━━━━━ EXTRAIT DU TEXTE ━━━━━

Par jugement en date du 8 septembre 2022, le juge des contentieux de la protection du tribunal judiciaire d’Epinal a :

– prononcé la nullité du contrat conclu entre M. [X] [Z] et la société ISOWATT le 17 janvier 2020,

En conséquence,

– prononcé la résolution du contrat de crédit conclu entre la SA BNP Paribas PF et M. [X] [Z] le 17 janvier 2020,

– condamné la société ISOWATT à payer à M. [X] [Z] la somme de 15 900 euros avec intérêts au taux légal à compter de la signification de la présente décision,

– condamné la société ISOWATT à procéder à la remise des parties en leur état antérieur avec la dépose ‘ de l’installation de d’isolation ‘ (sic), et ce dans un délai de trois mois à compter de la signification du présent jugement,

– débouté la société ISOWATT de sa demande de dommages et intérêts,

– condamné M. [X] [Z] à payer à la SA BNP Paribas PF la somme de 15 900 euros, déduction à faire des règlements effectués dans le cadre de l’exécution du contrat de prêt,

– condamné la SA BNP Paribas PF à payer à M. [X] [Z] la somme de 1 000 euros,

– condamné la société ISOWATT à payer à M. [X] [Z] la somme de 1 000 euros sur le fondement de l’article 700 du code de procédure civile,

– rejeté toutes autres demandes plus amples ou contraires,

– condamné la société ISOWATT aux dépens de la procédure,

– dit n’y avoir lieu à écarter l’exécution provisoire du présent jugement.

Le juge a retenu que M. [X] [Z] ne justifiait pas de la condition suspensive figurant au contrat de vente à l’origine de la caducité alléguée, et que la signature de l’attestation de livraison (similaire à celle portée au bon de commande et au contrat de crédit) confirmait son intention de contracter.

━━━━━ LISTING DE TRAVAIL ━━━━━

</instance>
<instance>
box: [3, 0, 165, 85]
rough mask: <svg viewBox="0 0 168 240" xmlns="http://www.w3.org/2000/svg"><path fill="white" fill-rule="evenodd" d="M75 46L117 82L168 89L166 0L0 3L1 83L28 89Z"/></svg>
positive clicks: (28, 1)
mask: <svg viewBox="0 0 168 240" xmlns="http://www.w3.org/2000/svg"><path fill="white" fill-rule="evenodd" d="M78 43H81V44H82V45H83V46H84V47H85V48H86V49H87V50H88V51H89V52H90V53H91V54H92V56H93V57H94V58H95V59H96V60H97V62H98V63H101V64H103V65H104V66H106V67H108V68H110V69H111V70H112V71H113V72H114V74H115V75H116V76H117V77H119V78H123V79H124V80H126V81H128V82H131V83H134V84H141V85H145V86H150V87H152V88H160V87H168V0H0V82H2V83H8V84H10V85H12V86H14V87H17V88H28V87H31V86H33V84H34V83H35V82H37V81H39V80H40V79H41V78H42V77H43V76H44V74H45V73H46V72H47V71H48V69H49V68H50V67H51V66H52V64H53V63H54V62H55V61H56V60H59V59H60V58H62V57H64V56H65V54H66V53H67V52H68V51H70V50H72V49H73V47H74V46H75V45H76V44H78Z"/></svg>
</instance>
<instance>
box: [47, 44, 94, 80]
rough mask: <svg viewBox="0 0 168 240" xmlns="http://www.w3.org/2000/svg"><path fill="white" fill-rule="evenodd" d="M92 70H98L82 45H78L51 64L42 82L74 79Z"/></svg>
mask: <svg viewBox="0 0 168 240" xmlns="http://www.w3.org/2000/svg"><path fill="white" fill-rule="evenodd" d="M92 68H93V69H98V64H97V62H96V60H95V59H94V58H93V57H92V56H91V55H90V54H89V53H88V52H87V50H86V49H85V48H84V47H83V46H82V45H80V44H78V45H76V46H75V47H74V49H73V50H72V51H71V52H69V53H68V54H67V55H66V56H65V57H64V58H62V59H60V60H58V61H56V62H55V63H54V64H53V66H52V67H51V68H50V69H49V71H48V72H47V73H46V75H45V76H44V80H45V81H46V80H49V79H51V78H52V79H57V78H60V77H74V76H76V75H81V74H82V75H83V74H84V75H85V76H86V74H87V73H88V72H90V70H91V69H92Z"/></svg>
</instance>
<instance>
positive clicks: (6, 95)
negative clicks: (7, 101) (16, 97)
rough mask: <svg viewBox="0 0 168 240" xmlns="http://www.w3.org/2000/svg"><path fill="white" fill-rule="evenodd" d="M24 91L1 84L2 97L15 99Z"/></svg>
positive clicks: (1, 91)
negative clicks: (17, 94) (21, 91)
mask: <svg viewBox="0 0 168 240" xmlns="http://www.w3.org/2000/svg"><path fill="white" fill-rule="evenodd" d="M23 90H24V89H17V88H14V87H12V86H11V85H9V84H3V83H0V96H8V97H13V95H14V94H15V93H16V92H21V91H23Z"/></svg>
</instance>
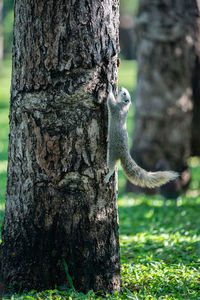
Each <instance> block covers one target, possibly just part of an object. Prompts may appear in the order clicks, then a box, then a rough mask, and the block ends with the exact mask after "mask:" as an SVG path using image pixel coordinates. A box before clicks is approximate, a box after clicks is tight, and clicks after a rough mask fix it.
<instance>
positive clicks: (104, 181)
mask: <svg viewBox="0 0 200 300" xmlns="http://www.w3.org/2000/svg"><path fill="white" fill-rule="evenodd" d="M116 162H117V161H112V163H110V161H109V162H108V168H109V172H108V174H107V175H106V177H105V179H104V182H105V183H108V182H109V180H110V177H111V176H112V174H113V173H114V171H115V164H116Z"/></svg>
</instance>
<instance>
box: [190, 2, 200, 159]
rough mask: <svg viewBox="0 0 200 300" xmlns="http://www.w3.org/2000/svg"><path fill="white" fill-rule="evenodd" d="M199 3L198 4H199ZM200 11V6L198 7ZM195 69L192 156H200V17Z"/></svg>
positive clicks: (198, 23) (196, 46)
mask: <svg viewBox="0 0 200 300" xmlns="http://www.w3.org/2000/svg"><path fill="white" fill-rule="evenodd" d="M197 3H198V2H197ZM198 9H199V10H200V4H199V6H198ZM195 54H196V59H195V67H194V71H193V76H192V90H193V119H192V143H191V154H192V155H198V156H199V155H200V17H199V14H198V18H196V35H195Z"/></svg>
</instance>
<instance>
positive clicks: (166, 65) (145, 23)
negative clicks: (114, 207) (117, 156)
mask: <svg viewBox="0 0 200 300" xmlns="http://www.w3.org/2000/svg"><path fill="white" fill-rule="evenodd" d="M196 18H197V4H196V2H195V1H188V0H183V1H179V0H175V1H171V0H155V1H153V2H151V1H148V0H142V1H141V2H140V8H139V13H138V20H137V24H136V25H137V34H138V45H137V47H138V49H137V53H138V83H137V89H136V99H135V123H134V124H135V127H134V133H133V148H132V156H133V157H134V158H135V160H136V161H137V162H138V163H139V164H140V165H141V166H142V167H144V168H146V169H149V170H154V169H155V166H156V163H157V161H158V160H159V159H161V158H165V159H166V160H167V161H168V162H169V164H170V166H171V168H172V169H175V170H177V171H178V172H180V173H181V174H182V179H183V180H182V185H183V186H184V185H187V184H188V182H189V179H190V174H189V169H188V165H187V159H188V158H189V156H190V153H191V126H192V109H193V103H192V86H191V80H192V72H193V69H194V61H195V51H194V39H195V22H196ZM127 190H128V191H133V190H134V191H136V190H137V191H138V189H135V188H134V187H133V186H132V185H131V184H130V183H128V184H127ZM139 191H141V189H139Z"/></svg>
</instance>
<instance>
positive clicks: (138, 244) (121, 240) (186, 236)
mask: <svg viewBox="0 0 200 300" xmlns="http://www.w3.org/2000/svg"><path fill="white" fill-rule="evenodd" d="M199 211H200V205H199V204H197V203H196V204H195V203H191V204H190V203H188V204H184V205H182V206H179V207H178V208H175V206H173V205H170V207H168V208H167V209H164V208H163V207H158V206H155V205H147V204H146V203H142V204H140V205H133V206H127V207H126V206H121V207H119V220H120V221H119V224H120V230H119V231H120V243H121V260H122V262H126V263H127V262H133V261H134V262H139V261H140V263H141V262H142V261H144V263H145V264H147V263H148V261H164V262H165V263H167V264H168V263H169V264H174V263H175V264H176V263H183V264H194V265H195V266H197V265H198V267H200V261H199V253H200V236H199V234H200V218H199Z"/></svg>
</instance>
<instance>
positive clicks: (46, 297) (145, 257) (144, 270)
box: [0, 61, 200, 300]
mask: <svg viewBox="0 0 200 300" xmlns="http://www.w3.org/2000/svg"><path fill="white" fill-rule="evenodd" d="M9 74H10V63H9V62H6V64H5V67H4V77H3V78H2V77H0V122H1V123H0V176H1V180H0V223H1V222H2V217H3V210H4V199H5V198H4V195H5V186H6V166H7V144H8V98H9V85H10V78H9ZM119 77H120V80H119V85H120V86H124V87H126V88H127V89H128V90H129V91H130V92H133V89H132V87H133V86H134V83H135V81H136V64H135V63H134V62H123V61H122V62H121V66H120V70H119ZM2 82H3V84H2ZM133 94H134V93H133ZM133 94H132V95H133ZM132 117H133V110H132V111H131V112H130V116H129V120H128V129H129V134H131V130H132V128H133V121H132ZM189 163H190V166H191V169H192V175H193V180H192V182H191V185H190V189H189V190H188V192H187V194H186V195H184V196H181V197H180V198H179V201H178V208H176V207H175V205H174V203H173V201H171V202H169V203H168V209H164V208H163V205H162V199H161V197H160V196H158V195H156V196H153V197H152V196H151V197H147V196H145V195H139V196H138V195H133V194H129V195H123V193H122V192H123V190H122V189H123V185H124V183H125V178H124V176H123V174H122V171H121V170H119V172H118V173H119V187H120V197H119V201H118V205H119V220H120V228H119V229H120V245H121V264H122V267H121V276H122V293H121V294H118V293H116V294H115V295H112V296H111V295H107V296H106V299H135V300H136V299H200V217H199V215H200V213H199V212H200V180H199V174H200V159H199V158H196V157H193V158H191V159H190V162H189ZM11 294H12V295H10V296H5V297H4V298H3V299H13V300H14V299H18V300H19V299H38V300H39V299H49V300H50V299H54V300H56V299H57V300H59V299H103V298H102V297H101V296H100V295H98V293H94V292H93V291H90V292H89V293H88V294H87V295H84V294H81V293H77V292H76V291H74V290H73V289H71V290H65V289H62V290H58V289H55V290H48V291H43V292H40V293H38V292H36V291H30V292H27V293H23V294H21V295H18V294H14V293H12V289H11ZM104 299H105V298H104Z"/></svg>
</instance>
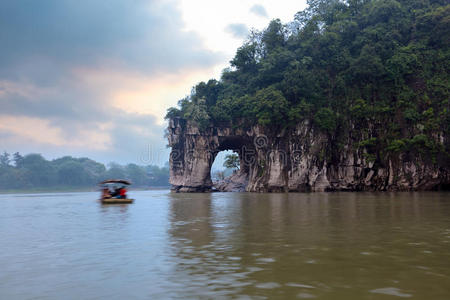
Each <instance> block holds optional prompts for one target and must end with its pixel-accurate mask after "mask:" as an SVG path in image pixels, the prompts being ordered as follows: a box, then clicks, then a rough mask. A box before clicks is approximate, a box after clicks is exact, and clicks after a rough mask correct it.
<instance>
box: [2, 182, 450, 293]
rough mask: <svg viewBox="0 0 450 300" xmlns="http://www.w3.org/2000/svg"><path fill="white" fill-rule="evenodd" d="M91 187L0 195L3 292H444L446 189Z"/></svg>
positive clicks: (448, 269)
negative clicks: (97, 192)
mask: <svg viewBox="0 0 450 300" xmlns="http://www.w3.org/2000/svg"><path fill="white" fill-rule="evenodd" d="M58 195H59V196H58ZM95 198H96V195H95V194H92V193H78V194H71V195H70V196H67V195H62V194H53V195H42V196H40V197H36V196H33V197H26V196H24V195H15V196H10V195H3V196H0V204H1V205H2V210H0V236H1V237H2V239H3V242H4V244H3V242H2V248H3V249H2V251H0V266H2V269H1V270H0V298H1V299H32V298H33V299H35V298H36V299H61V298H62V297H63V298H65V299H96V298H106V297H108V298H112V299H124V298H135V299H148V298H152V299H155V298H156V299H157V298H161V299H166V298H182V299H186V298H199V297H200V298H205V299H209V298H211V299H221V298H225V299H227V298H242V299H246V298H249V299H250V298H251V299H254V298H256V299H258V298H261V299H264V298H270V299H273V298H275V299H295V298H318V299H395V298H409V299H425V298H427V299H428V298H429V299H449V298H450V269H449V267H450V251H449V250H450V218H449V217H450V199H449V194H448V193H397V194H394V193H393V194H376V193H332V194H326V193H323V194H322V193H315V194H246V193H242V194H239V193H224V194H222V193H214V194H171V193H168V192H166V191H154V192H135V193H134V194H133V198H135V199H137V200H136V202H135V203H134V204H132V205H112V206H108V205H101V204H100V203H98V202H96V201H95Z"/></svg>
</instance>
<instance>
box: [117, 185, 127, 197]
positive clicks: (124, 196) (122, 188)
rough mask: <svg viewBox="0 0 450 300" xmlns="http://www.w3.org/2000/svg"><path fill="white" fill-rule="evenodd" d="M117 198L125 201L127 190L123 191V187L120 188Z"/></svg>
mask: <svg viewBox="0 0 450 300" xmlns="http://www.w3.org/2000/svg"><path fill="white" fill-rule="evenodd" d="M119 198H120V199H126V198H127V190H126V189H125V187H122V188H121V189H120V190H119Z"/></svg>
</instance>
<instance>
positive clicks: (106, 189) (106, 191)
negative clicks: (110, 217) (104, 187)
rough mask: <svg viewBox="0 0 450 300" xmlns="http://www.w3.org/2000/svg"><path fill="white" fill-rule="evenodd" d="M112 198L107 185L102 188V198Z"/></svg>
mask: <svg viewBox="0 0 450 300" xmlns="http://www.w3.org/2000/svg"><path fill="white" fill-rule="evenodd" d="M107 198H111V193H110V192H109V189H108V188H107V187H105V188H103V189H102V199H107Z"/></svg>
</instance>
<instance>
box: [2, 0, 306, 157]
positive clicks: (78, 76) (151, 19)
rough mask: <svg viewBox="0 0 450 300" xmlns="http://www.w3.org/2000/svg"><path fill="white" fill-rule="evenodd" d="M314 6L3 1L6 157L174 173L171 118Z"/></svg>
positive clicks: (299, 5) (257, 2) (147, 0)
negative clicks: (62, 159)
mask: <svg viewBox="0 0 450 300" xmlns="http://www.w3.org/2000/svg"><path fill="white" fill-rule="evenodd" d="M305 7H306V0H303V1H288V0H277V1H268V0H228V1H211V0H209V1H208V0H89V1H87V0H86V1H81V0H39V1H35V0H2V1H1V2H0V45H1V47H0V107H1V108H0V151H7V152H10V153H13V152H16V151H19V152H21V153H24V154H27V153H41V154H43V155H44V157H46V158H48V159H53V158H56V157H61V156H65V155H71V156H76V157H89V158H92V159H95V160H97V161H100V162H103V163H108V162H111V161H115V162H118V163H122V164H125V163H138V164H156V165H163V164H164V163H165V162H167V161H168V155H169V152H170V149H168V148H167V147H166V145H167V141H166V139H165V138H164V130H165V128H166V126H167V124H166V122H165V120H164V115H165V113H166V110H167V108H169V107H171V106H175V105H176V104H177V102H178V100H179V99H181V98H184V97H185V96H186V95H188V94H189V93H190V91H191V88H192V87H193V86H194V85H195V84H197V83H198V82H200V81H207V80H209V79H211V78H216V79H219V77H220V74H221V71H222V70H223V69H224V68H225V67H227V66H228V64H229V61H230V60H231V59H232V58H233V56H234V54H235V51H236V49H237V48H238V47H239V46H240V45H242V43H243V42H244V41H245V39H246V37H247V34H248V32H249V30H250V29H252V28H255V29H259V30H261V29H263V28H265V27H266V26H267V25H268V23H269V22H270V20H272V19H276V18H279V19H281V21H283V22H288V21H291V20H292V19H293V17H294V15H295V13H296V12H298V11H300V10H303V9H304V8H305Z"/></svg>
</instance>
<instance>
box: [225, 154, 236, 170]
mask: <svg viewBox="0 0 450 300" xmlns="http://www.w3.org/2000/svg"><path fill="white" fill-rule="evenodd" d="M223 166H224V167H225V168H227V169H239V156H238V155H237V154H234V153H233V154H228V155H227V156H225V161H224V162H223Z"/></svg>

━━━━━

QUESTIONS D'ÉTUDE:
A) Répondez aux questions suivantes sur l'extrait du jugement :
(i) À quelle date le jugement a-t-il été rendu ?
(ii) Dans quel délai la société ISOWATT doit-elle procéder à la remise des parties en leur état antérieur ?
(iii) Selon le juge, quelle signature confirmait l'intention de contracter de M. [X] [Z] ?
B) Renommez « rough mask » en « coarse mask » dans le listing, pour tout ce qui va de son début jusqu'à la ligne contenant « positive clicks: (28, 1) », celle-ci comprise. Redonnez uniquement ces lignes, sans aucune autre modification.

RÉPONSES DANS L'ORDRE:
A)
(i) Le 8 septembre 2022.
(ii) Dans un délai de trois mois à compter de la signification du présent jugement.
(iii) La signature de l'attestation de livraison.

B)
</instance>
<instance>
box: [3, 0, 165, 85]
coarse mask: <svg viewBox="0 0 168 240" xmlns="http://www.w3.org/2000/svg"><path fill="white" fill-rule="evenodd" d="M75 46L117 82L168 89L166 0L0 3L1 83L28 89Z"/></svg>
positive clicks: (28, 1)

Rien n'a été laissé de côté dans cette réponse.